▶ _Exercise aim_
Quote every line of the records below verbatim, but leave the pictures out.
──────── Exercise inputs ────────
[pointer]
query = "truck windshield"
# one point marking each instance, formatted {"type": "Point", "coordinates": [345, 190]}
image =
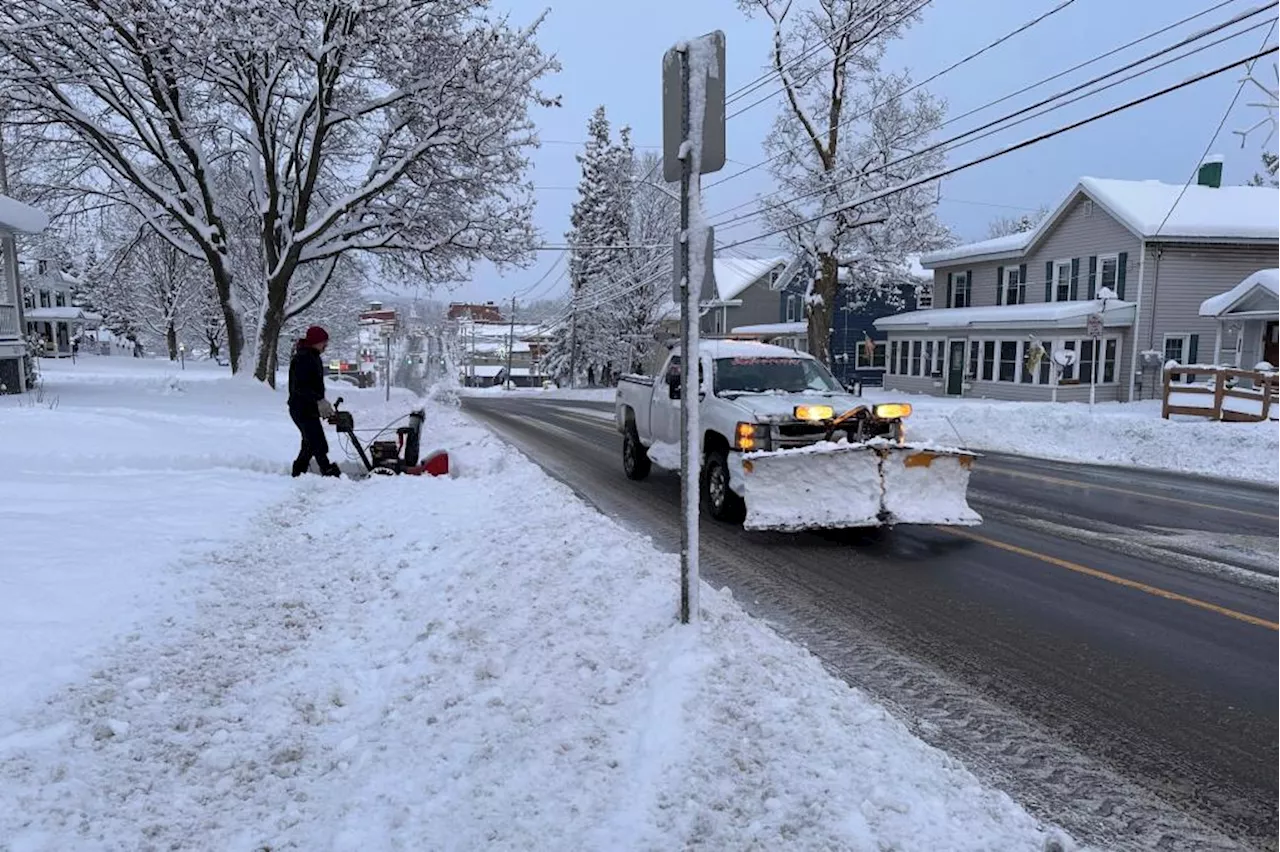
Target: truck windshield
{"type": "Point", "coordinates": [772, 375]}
────────
▶ _Full output_
[pointer]
query = "truck windshield"
# one point marking each instance, formatted {"type": "Point", "coordinates": [345, 190]}
image =
Target: truck windshield
{"type": "Point", "coordinates": [772, 375]}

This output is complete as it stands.